Nothing but the text of the records belongs in your answer: repeat all of it exactly and leave out the images.

..........

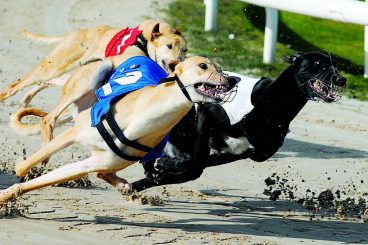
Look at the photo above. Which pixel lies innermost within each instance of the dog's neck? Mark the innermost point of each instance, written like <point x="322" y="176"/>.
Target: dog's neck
<point x="159" y="109"/>
<point x="281" y="98"/>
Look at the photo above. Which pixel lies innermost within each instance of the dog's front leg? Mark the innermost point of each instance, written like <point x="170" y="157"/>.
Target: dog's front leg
<point x="63" y="174"/>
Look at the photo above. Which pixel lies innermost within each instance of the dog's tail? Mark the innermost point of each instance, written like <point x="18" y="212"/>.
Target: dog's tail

..........

- **Task answer**
Look at the photo above. Which pixel lies innermost within each instance of the dog's neck? Mark the innermost point of each instance, written like <point x="322" y="176"/>.
Target: dog's neck
<point x="159" y="109"/>
<point x="281" y="98"/>
Look at the photo above. Which pixel lies innermost within each instance of the dog's front leg? Mark the innermost point of each instance, written like <point x="170" y="157"/>.
Target: dog's front leg
<point x="63" y="174"/>
Look at the photo above. Which pixel lies innermost within each instance of the dog's tail? Mark the innermost point of each instance, written like <point x="18" y="212"/>.
Target: dog's tail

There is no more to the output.